Exercise description - Could you copy the entries below word for word, starting at the line containing "Pick out each instance of the tan" and ending with the line containing "Pick out each instance of the shadowed", both lines included?

Task data -
##########
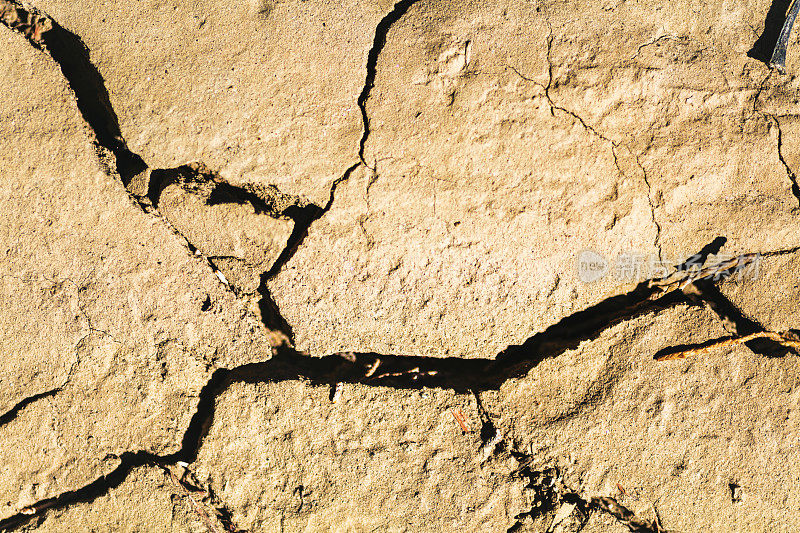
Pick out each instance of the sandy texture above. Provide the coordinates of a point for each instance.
##########
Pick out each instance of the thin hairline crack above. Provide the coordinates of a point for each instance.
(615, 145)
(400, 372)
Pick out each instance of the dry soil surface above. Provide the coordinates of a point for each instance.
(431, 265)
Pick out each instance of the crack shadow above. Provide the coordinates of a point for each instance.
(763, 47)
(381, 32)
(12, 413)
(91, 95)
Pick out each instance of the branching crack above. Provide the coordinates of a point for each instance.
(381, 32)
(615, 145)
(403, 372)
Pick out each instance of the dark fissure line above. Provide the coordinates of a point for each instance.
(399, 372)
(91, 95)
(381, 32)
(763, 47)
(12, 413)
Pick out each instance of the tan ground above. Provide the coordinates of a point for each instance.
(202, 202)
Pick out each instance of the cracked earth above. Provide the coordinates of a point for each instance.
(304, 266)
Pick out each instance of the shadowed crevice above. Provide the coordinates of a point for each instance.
##########
Exercise answer -
Pick out each instance of the tan ground above. Provide the coordinates of a point for each instance.
(202, 202)
Pick out each instance of the cracked earth above. Provide the coordinates of a point for each instance.
(304, 266)
Pick out each instance of the shadowed crevice above. Provide the coordinates of a point for each instance.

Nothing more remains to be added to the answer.